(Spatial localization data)
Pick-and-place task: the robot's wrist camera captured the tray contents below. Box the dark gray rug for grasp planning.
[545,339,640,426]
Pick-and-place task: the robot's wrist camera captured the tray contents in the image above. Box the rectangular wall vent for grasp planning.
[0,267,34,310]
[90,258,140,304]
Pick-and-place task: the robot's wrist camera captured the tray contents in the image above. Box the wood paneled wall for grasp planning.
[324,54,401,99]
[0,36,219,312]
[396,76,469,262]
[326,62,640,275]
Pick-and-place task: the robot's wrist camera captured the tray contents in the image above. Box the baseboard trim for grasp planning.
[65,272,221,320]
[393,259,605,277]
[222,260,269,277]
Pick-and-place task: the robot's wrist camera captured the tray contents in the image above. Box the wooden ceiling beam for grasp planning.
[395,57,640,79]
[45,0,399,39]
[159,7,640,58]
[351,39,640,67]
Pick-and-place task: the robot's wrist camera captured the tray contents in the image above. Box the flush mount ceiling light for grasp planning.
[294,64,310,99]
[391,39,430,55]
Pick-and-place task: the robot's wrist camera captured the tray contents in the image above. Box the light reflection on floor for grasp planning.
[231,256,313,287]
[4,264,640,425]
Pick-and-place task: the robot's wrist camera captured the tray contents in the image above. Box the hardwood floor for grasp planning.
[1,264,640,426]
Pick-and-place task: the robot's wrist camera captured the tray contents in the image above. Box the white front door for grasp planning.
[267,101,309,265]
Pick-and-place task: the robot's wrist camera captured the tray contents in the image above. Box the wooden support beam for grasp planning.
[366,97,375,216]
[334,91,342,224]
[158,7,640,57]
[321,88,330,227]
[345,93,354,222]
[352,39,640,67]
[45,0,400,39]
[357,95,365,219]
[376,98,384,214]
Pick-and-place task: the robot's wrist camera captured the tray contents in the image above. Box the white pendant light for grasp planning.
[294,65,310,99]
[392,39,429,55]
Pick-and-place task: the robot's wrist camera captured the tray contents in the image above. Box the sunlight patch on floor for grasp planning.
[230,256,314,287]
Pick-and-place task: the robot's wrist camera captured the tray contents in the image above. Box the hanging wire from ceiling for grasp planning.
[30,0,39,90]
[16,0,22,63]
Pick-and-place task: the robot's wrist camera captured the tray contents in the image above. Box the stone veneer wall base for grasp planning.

**YOUR TASK**
All records shown above are to be given again verbatim.

**RESPONSE TO THE TASK**
Pick-and-place task: the robot's wrist camera captured the tray contents below. Box the dark gray rug for grasp planning.
[545,339,640,426]
Pick-and-place task: the robot's wrist camera captured the tray contents in the image above. Box the rectangular wall vent for grasp planning.
[0,267,34,310]
[90,258,140,304]
Pick-and-place task: the robot's wrist camera captured the tray contents in the image above. Box the wood paneled wall for grasp planning.
[324,54,401,99]
[0,36,219,312]
[396,76,469,262]
[326,62,640,275]
Pick-and-place task: the robot's wrist camera captured the tray contents in the image above. Box the baseboard trim for grasp planning.
[65,272,221,320]
[393,259,605,277]
[222,260,269,277]
Pick-and-place task: the robot's wrist camera captured the tray contents in the image above. Box the wooden ceiling beam for grasp planning.
[395,57,640,79]
[45,0,399,39]
[159,7,640,58]
[351,39,640,67]
Pick-and-place task: the robot's wrist camera captured the tray contents in the image above. Box the flush mount ceiling light for grasp planning.
[294,64,310,99]
[391,39,430,55]
Pick-and-place task: the robot's wrist camera captured the tray contents in the image above. Box the light reflection on floor for grasp planning.
[231,256,313,287]
[4,264,640,425]
Pick-and-place task: the robot's wrist camera captured the tray contents in the image above. Box the hardwood floor for grasp planning.
[1,264,640,426]
Pick-and-place task: the robot's wrist camera captured the tray contents in the image above. Box the white front door for grasp planning.
[267,101,309,265]
Pick-and-place task: the robot's wrist camera captured the tray contents in the image above. Box the wooden support beam for grasp planning.
[366,97,375,216]
[334,91,342,224]
[158,7,640,57]
[321,88,330,227]
[345,93,354,222]
[352,39,640,67]
[45,0,400,39]
[357,95,365,219]
[376,98,384,214]
Pick-and-place task: the robot's wrist camera captured the tray contents in the image above. Box the white pendant light for grasp planning.
[294,65,310,99]
[392,39,429,55]
Pick-and-place task: the robot's wrist camera captured the tray contents in the image above. Box the sunlight patch on floor for grasp planning.
[230,256,314,287]
Pick-and-place task: the robot's wrist camera captured the tray contents in the image above. Box the hanging wire from ceiling for grasp planning.
[30,0,39,90]
[16,0,22,63]
Pick-and-place task: the robot's wrist camera captured the tray contents in the image above. Box the stone veneer wall base for grasp planning.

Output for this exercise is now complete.